● **DATA PROVIDED**
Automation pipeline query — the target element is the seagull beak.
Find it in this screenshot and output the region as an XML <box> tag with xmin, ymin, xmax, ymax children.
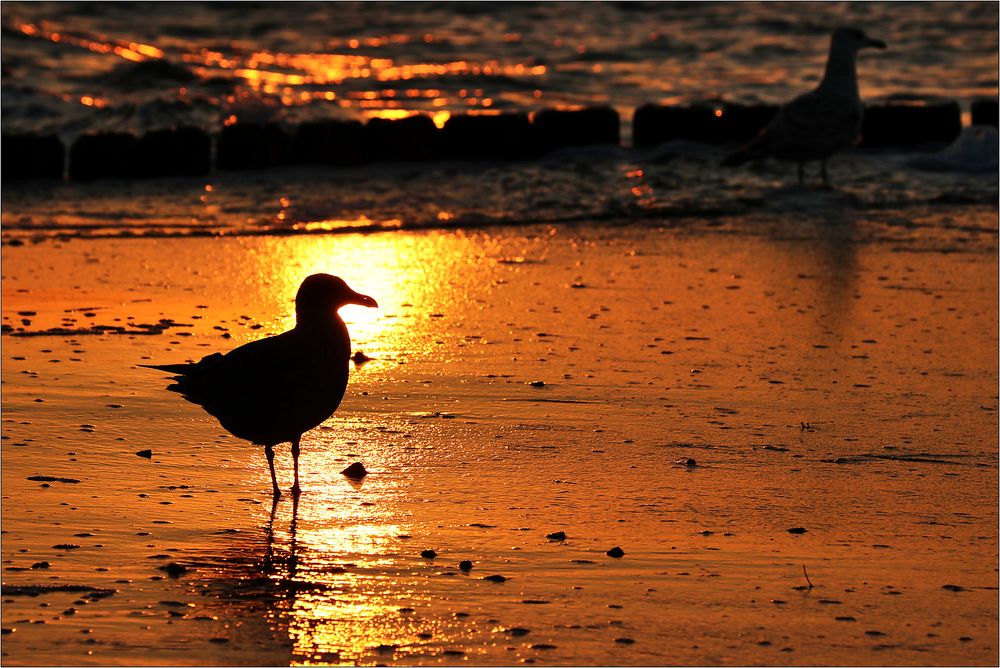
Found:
<box><xmin>867</xmin><ymin>38</ymin><xmax>886</xmax><ymax>49</ymax></box>
<box><xmin>347</xmin><ymin>291</ymin><xmax>378</xmax><ymax>308</ymax></box>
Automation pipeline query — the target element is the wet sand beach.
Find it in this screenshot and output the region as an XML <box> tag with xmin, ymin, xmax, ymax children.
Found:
<box><xmin>2</xmin><ymin>209</ymin><xmax>997</xmax><ymax>665</ymax></box>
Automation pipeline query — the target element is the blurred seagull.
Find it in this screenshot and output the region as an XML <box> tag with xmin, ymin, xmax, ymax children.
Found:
<box><xmin>141</xmin><ymin>274</ymin><xmax>377</xmax><ymax>499</ymax></box>
<box><xmin>722</xmin><ymin>27</ymin><xmax>886</xmax><ymax>185</ymax></box>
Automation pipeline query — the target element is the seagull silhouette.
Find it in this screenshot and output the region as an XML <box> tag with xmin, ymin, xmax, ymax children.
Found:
<box><xmin>722</xmin><ymin>27</ymin><xmax>886</xmax><ymax>185</ymax></box>
<box><xmin>141</xmin><ymin>274</ymin><xmax>377</xmax><ymax>498</ymax></box>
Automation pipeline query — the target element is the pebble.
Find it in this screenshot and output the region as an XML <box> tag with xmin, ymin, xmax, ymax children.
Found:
<box><xmin>787</xmin><ymin>527</ymin><xmax>807</xmax><ymax>534</ymax></box>
<box><xmin>135</xmin><ymin>450</ymin><xmax>153</xmax><ymax>459</ymax></box>
<box><xmin>606</xmin><ymin>546</ymin><xmax>625</xmax><ymax>558</ymax></box>
<box><xmin>546</xmin><ymin>531</ymin><xmax>566</xmax><ymax>540</ymax></box>
<box><xmin>341</xmin><ymin>462</ymin><xmax>367</xmax><ymax>479</ymax></box>
<box><xmin>483</xmin><ymin>575</ymin><xmax>507</xmax><ymax>583</ymax></box>
<box><xmin>420</xmin><ymin>549</ymin><xmax>437</xmax><ymax>559</ymax></box>
<box><xmin>459</xmin><ymin>560</ymin><xmax>473</xmax><ymax>571</ymax></box>
<box><xmin>941</xmin><ymin>584</ymin><xmax>964</xmax><ymax>592</ymax></box>
<box><xmin>615</xmin><ymin>637</ymin><xmax>635</xmax><ymax>644</ymax></box>
<box><xmin>158</xmin><ymin>563</ymin><xmax>189</xmax><ymax>577</ymax></box>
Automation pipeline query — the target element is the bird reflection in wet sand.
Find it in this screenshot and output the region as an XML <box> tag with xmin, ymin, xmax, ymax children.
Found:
<box><xmin>142</xmin><ymin>274</ymin><xmax>377</xmax><ymax>498</ymax></box>
<box><xmin>723</xmin><ymin>27</ymin><xmax>886</xmax><ymax>186</ymax></box>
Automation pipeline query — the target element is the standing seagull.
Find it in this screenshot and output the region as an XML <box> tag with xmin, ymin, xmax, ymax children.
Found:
<box><xmin>142</xmin><ymin>274</ymin><xmax>377</xmax><ymax>498</ymax></box>
<box><xmin>722</xmin><ymin>27</ymin><xmax>886</xmax><ymax>185</ymax></box>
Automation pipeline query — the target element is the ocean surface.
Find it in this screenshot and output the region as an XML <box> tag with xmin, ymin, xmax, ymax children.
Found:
<box><xmin>2</xmin><ymin>1</ymin><xmax>998</xmax><ymax>138</ymax></box>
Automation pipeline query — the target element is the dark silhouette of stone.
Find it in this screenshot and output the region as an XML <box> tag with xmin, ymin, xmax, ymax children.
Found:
<box><xmin>217</xmin><ymin>123</ymin><xmax>290</xmax><ymax>170</ymax></box>
<box><xmin>137</xmin><ymin>127</ymin><xmax>211</xmax><ymax>177</ymax></box>
<box><xmin>459</xmin><ymin>560</ymin><xmax>473</xmax><ymax>571</ymax></box>
<box><xmin>861</xmin><ymin>100</ymin><xmax>962</xmax><ymax>146</ymax></box>
<box><xmin>606</xmin><ymin>546</ymin><xmax>625</xmax><ymax>558</ymax></box>
<box><xmin>532</xmin><ymin>106</ymin><xmax>620</xmax><ymax>153</ymax></box>
<box><xmin>633</xmin><ymin>103</ymin><xmax>778</xmax><ymax>147</ymax></box>
<box><xmin>364</xmin><ymin>115</ymin><xmax>439</xmax><ymax>161</ymax></box>
<box><xmin>440</xmin><ymin>112</ymin><xmax>533</xmax><ymax>160</ymax></box>
<box><xmin>787</xmin><ymin>527</ymin><xmax>807</xmax><ymax>534</ymax></box>
<box><xmin>546</xmin><ymin>531</ymin><xmax>566</xmax><ymax>540</ymax></box>
<box><xmin>158</xmin><ymin>562</ymin><xmax>189</xmax><ymax>577</ymax></box>
<box><xmin>420</xmin><ymin>549</ymin><xmax>437</xmax><ymax>559</ymax></box>
<box><xmin>2</xmin><ymin>134</ymin><xmax>64</xmax><ymax>180</ymax></box>
<box><xmin>971</xmin><ymin>99</ymin><xmax>998</xmax><ymax>127</ymax></box>
<box><xmin>290</xmin><ymin>120</ymin><xmax>365</xmax><ymax>166</ymax></box>
<box><xmin>69</xmin><ymin>133</ymin><xmax>138</xmax><ymax>181</ymax></box>
<box><xmin>341</xmin><ymin>462</ymin><xmax>367</xmax><ymax>479</ymax></box>
<box><xmin>136</xmin><ymin>449</ymin><xmax>153</xmax><ymax>458</ymax></box>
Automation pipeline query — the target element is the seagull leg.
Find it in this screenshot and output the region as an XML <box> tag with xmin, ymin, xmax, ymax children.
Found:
<box><xmin>265</xmin><ymin>444</ymin><xmax>280</xmax><ymax>499</ymax></box>
<box><xmin>291</xmin><ymin>436</ymin><xmax>301</xmax><ymax>497</ymax></box>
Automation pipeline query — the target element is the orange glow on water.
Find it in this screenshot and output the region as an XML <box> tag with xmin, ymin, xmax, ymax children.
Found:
<box><xmin>362</xmin><ymin>109</ymin><xmax>417</xmax><ymax>122</ymax></box>
<box><xmin>10</xmin><ymin>20</ymin><xmax>162</xmax><ymax>62</ymax></box>
<box><xmin>431</xmin><ymin>111</ymin><xmax>450</xmax><ymax>128</ymax></box>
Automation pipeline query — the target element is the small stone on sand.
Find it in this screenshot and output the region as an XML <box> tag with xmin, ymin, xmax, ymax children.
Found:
<box><xmin>420</xmin><ymin>549</ymin><xmax>437</xmax><ymax>559</ymax></box>
<box><xmin>341</xmin><ymin>462</ymin><xmax>367</xmax><ymax>478</ymax></box>
<box><xmin>135</xmin><ymin>450</ymin><xmax>153</xmax><ymax>459</ymax></box>
<box><xmin>158</xmin><ymin>562</ymin><xmax>189</xmax><ymax>577</ymax></box>
<box><xmin>606</xmin><ymin>546</ymin><xmax>625</xmax><ymax>558</ymax></box>
<box><xmin>787</xmin><ymin>527</ymin><xmax>807</xmax><ymax>534</ymax></box>
<box><xmin>459</xmin><ymin>560</ymin><xmax>473</xmax><ymax>571</ymax></box>
<box><xmin>546</xmin><ymin>531</ymin><xmax>566</xmax><ymax>540</ymax></box>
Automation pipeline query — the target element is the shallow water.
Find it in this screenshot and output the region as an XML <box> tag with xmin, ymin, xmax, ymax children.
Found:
<box><xmin>2</xmin><ymin>141</ymin><xmax>998</xmax><ymax>245</ymax></box>
<box><xmin>1</xmin><ymin>2</ymin><xmax>997</xmax><ymax>138</ymax></box>
<box><xmin>2</xmin><ymin>216</ymin><xmax>997</xmax><ymax>665</ymax></box>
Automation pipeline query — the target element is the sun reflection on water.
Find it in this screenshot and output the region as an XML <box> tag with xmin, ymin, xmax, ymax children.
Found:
<box><xmin>246</xmin><ymin>231</ymin><xmax>493</xmax><ymax>362</ymax></box>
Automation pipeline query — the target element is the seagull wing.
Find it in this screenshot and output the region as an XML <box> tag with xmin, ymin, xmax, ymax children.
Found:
<box><xmin>723</xmin><ymin>89</ymin><xmax>863</xmax><ymax>165</ymax></box>
<box><xmin>164</xmin><ymin>331</ymin><xmax>350</xmax><ymax>444</ymax></box>
<box><xmin>764</xmin><ymin>89</ymin><xmax>864</xmax><ymax>160</ymax></box>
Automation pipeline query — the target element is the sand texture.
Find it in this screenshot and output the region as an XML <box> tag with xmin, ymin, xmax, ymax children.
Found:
<box><xmin>2</xmin><ymin>216</ymin><xmax>998</xmax><ymax>665</ymax></box>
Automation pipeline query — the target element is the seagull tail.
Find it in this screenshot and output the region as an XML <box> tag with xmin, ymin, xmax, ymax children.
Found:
<box><xmin>138</xmin><ymin>363</ymin><xmax>194</xmax><ymax>374</ymax></box>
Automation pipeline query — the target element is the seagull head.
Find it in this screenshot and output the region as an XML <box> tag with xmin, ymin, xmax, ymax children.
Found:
<box><xmin>832</xmin><ymin>27</ymin><xmax>886</xmax><ymax>52</ymax></box>
<box><xmin>295</xmin><ymin>274</ymin><xmax>378</xmax><ymax>323</ymax></box>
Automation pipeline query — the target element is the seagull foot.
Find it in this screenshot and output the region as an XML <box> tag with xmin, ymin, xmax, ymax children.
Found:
<box><xmin>291</xmin><ymin>484</ymin><xmax>301</xmax><ymax>497</ymax></box>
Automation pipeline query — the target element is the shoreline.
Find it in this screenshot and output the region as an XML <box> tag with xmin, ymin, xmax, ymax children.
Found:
<box><xmin>2</xmin><ymin>220</ymin><xmax>997</xmax><ymax>665</ymax></box>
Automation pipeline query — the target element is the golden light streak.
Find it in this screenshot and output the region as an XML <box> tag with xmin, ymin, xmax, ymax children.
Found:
<box><xmin>431</xmin><ymin>110</ymin><xmax>451</xmax><ymax>128</ymax></box>
<box><xmin>10</xmin><ymin>20</ymin><xmax>162</xmax><ymax>64</ymax></box>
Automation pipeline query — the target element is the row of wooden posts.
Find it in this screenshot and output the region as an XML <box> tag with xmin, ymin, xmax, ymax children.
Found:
<box><xmin>4</xmin><ymin>99</ymin><xmax>997</xmax><ymax>181</ymax></box>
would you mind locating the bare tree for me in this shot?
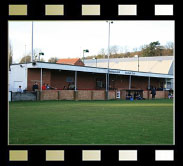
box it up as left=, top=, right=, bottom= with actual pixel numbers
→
left=98, top=48, right=106, bottom=58
left=165, top=41, right=174, bottom=49
left=19, top=55, right=31, bottom=63
left=110, top=45, right=119, bottom=55
left=48, top=57, right=58, bottom=63
left=8, top=41, right=13, bottom=68
left=119, top=46, right=124, bottom=53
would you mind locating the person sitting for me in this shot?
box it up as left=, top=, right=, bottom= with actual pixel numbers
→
left=68, top=83, right=75, bottom=90
left=42, top=83, right=46, bottom=90
left=46, top=84, right=50, bottom=90
left=126, top=94, right=130, bottom=100
left=168, top=93, right=173, bottom=99
left=17, top=86, right=23, bottom=93
left=130, top=95, right=134, bottom=101
left=136, top=94, right=142, bottom=100
left=126, top=93, right=132, bottom=100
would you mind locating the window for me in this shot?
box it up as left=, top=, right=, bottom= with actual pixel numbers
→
left=66, top=77, right=74, bottom=83
left=96, top=80, right=102, bottom=88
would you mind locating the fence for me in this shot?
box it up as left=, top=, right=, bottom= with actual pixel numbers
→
left=11, top=91, right=37, bottom=101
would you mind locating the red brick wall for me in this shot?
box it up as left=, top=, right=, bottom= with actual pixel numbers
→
left=150, top=77, right=165, bottom=89
left=155, top=91, right=168, bottom=99
left=77, top=72, right=96, bottom=90
left=92, top=90, right=105, bottom=100
left=143, top=91, right=150, bottom=99
left=111, top=75, right=149, bottom=90
left=27, top=68, right=51, bottom=91
left=120, top=90, right=127, bottom=100
left=42, top=69, right=51, bottom=86
left=109, top=91, right=116, bottom=100
left=28, top=68, right=165, bottom=92
left=143, top=90, right=169, bottom=99
left=113, top=76, right=149, bottom=90
left=40, top=90, right=59, bottom=100
left=77, top=90, right=92, bottom=100
left=75, top=59, right=84, bottom=66
left=59, top=90, right=74, bottom=100
left=51, top=70, right=74, bottom=89
left=28, top=68, right=41, bottom=91
left=38, top=89, right=169, bottom=101
left=112, top=76, right=165, bottom=91
left=131, top=76, right=148, bottom=90
left=50, top=70, right=97, bottom=90
left=111, top=75, right=129, bottom=90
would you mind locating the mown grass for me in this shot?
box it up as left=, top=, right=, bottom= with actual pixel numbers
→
left=9, top=99, right=173, bottom=145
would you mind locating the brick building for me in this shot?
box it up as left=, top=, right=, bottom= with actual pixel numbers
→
left=9, top=61, right=173, bottom=93
left=56, top=58, right=84, bottom=66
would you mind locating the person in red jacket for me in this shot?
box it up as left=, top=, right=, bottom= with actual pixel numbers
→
left=42, top=83, right=46, bottom=90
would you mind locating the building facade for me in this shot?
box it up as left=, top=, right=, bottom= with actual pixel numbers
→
left=9, top=61, right=173, bottom=92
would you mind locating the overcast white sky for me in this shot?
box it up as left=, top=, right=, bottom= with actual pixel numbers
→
left=8, top=21, right=174, bottom=63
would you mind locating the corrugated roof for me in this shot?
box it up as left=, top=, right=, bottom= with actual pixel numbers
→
left=85, top=56, right=174, bottom=74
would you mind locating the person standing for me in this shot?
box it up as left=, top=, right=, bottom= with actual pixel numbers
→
left=32, top=82, right=39, bottom=91
left=151, top=88, right=156, bottom=99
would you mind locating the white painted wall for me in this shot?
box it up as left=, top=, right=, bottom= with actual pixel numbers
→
left=165, top=78, right=174, bottom=90
left=9, top=64, right=28, bottom=92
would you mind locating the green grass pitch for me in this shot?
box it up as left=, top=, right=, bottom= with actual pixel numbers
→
left=9, top=99, right=173, bottom=145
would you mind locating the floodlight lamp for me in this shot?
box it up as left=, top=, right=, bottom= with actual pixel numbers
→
left=39, top=52, right=44, bottom=55
left=84, top=49, right=89, bottom=53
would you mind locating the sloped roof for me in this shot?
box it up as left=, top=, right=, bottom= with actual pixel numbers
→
left=57, top=58, right=81, bottom=65
left=84, top=56, right=174, bottom=75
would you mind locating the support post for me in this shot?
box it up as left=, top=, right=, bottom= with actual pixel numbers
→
left=75, top=71, right=77, bottom=91
left=148, top=77, right=151, bottom=90
left=129, top=75, right=131, bottom=90
left=148, top=77, right=151, bottom=100
left=40, top=68, right=42, bottom=91
left=138, top=56, right=139, bottom=72
left=105, top=73, right=108, bottom=100
left=107, top=70, right=110, bottom=100
left=74, top=71, right=78, bottom=100
left=165, top=78, right=167, bottom=90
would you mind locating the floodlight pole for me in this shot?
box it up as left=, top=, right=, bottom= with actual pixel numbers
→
left=135, top=55, right=139, bottom=72
left=92, top=57, right=97, bottom=67
left=107, top=21, right=113, bottom=100
left=137, top=56, right=139, bottom=72
left=38, top=52, right=44, bottom=61
left=83, top=50, right=85, bottom=64
left=83, top=49, right=89, bottom=64
left=32, top=21, right=34, bottom=62
left=25, top=44, right=26, bottom=63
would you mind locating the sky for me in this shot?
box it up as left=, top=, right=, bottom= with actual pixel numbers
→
left=8, top=21, right=174, bottom=63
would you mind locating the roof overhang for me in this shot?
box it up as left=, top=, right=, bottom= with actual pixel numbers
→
left=11, top=62, right=174, bottom=79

● **PROBLEM DESCRIPTION**
Every line containing the word "silhouette" must be copied from the material above.

● **ANSWER TO THIS TASK**
Automation pipeline query — the target element is the seagull silhouette.
Automation pipeline query — the target element is the dark silhouette of stone.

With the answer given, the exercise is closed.